• _Selected extract_:

· · · · ·

Insights & Events
July 14, 2026

Are CVAs due a resurgence?

This article was first published in the June issue of Corporate Rescue and Insolvency

Key points

  • Company voluntary arrangements (CVAs) were a dominant tool for operational restructuring because they are fast, flexible and can reset unsecured liabilities while keeping the business trading and with management retaining control of the business.
  • CVAs fell out of favour following a string of high-profile creditor challenges, coinciding with the introduction of Part 26A restructuring plans.
  • Restructuring plans provide a mechanism to compromise complex, finance-led capital structures and have risen in popularity despite an increase in creditor challenges.
  • As plans become harder to run, CVAs look set to regain prominence as a more proportionate and simpler mid-market solution.

Introduction

The UK restructuring toolkit has expanded rapidly in recent years, and the market is starting to recalibrate. Since their introduction in 2020, Pt 26A restructuring plans (Plans) have been the go-to option for large, complex balance-sheet restructurings, but they are getting harder to implement. Against that backdrop, company voluntary arrangements (CVAs) merit renewed attention. CVAs can be quicker, cheaper and well suited to effect operational restructurings, notably in retail and other businesses which have a large portfolio of rental premises. This Insight article looks at what has changed and where CVAs can still deliver a more proportionate route to rescue.

The CVA era

In the decade before the pandemic, CVAs were a dominant tool for distressed retail, leisure and hospitality businesses. They are quick to implement, comparatively low-cost and adaptable to different business models, enabling trading to continue while compromising unsecured claims without a terminal insolvency. CVAs were especially attractive for businesses with underperforming property estates seeking to reset lease liabilities. Larger retailers often grouped leases by profitability, maintaining full rent on strong sites and imposing reductions on weaker ones. Crucially, CVAs do not require court sanction but bind dissenters if approved by 75% in value of creditors, including the requisite proportion of unconnected creditors.

Around the years prior to the pandemic, there were numerous high profile CVAs in the press, including for Travelodge, Mothercare, HMV and Carpetright. For many stakeholders, these restructurings could be seen as a pragmatic compromise: landlords accepted reduced recovery in exchange for ongoing occupation, while other unsecured creditors fared better than in administration or liquidation.

· · · · ·

• _Supplied entries_:
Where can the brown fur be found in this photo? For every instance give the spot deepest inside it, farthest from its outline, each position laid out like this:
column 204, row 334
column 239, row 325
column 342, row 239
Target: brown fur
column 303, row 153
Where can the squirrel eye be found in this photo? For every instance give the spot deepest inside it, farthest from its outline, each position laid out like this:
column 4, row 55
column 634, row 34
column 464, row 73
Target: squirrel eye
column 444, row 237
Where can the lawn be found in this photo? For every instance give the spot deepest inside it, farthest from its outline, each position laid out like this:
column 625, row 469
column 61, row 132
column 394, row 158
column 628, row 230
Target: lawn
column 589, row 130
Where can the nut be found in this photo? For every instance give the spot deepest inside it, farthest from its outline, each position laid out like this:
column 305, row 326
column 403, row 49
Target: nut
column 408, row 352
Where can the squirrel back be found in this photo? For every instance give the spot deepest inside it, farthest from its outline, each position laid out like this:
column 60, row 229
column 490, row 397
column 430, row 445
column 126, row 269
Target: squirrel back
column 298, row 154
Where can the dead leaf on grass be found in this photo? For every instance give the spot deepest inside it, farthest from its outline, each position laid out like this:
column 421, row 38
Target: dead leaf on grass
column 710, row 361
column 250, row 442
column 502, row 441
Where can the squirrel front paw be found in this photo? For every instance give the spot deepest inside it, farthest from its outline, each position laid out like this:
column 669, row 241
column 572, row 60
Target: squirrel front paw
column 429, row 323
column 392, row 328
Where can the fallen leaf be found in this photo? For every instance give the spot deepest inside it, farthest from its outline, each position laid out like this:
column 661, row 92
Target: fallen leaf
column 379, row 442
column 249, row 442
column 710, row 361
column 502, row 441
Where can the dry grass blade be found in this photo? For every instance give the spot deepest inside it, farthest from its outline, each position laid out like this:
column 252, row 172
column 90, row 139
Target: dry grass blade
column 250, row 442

· · · · ·

• _Exercise details_:
Return the passage of the CVA article starting at "This article was" and ending at "in creditor challenges.", copied word for word. You can disregard the entries.

• _Response box_:
This article was first published in the June issue of Corporate Rescue and Insolvency

Key points

  • Company voluntary arrangements (CVAs) were a dominant tool for operational restructuring because they are fast, flexible and can reset unsecured liabilities while keeping the business trading and with management retaining control of the business.
  • CVAs fell out of favour following a string of high-profile creditor challenges, coinciding with the introduction of Part 26A restructuring plans.
  • Restructuring plans provide a mechanism to compromise complex, finance-led capital structures and have risen in popularity despite an increase in creditor challenges.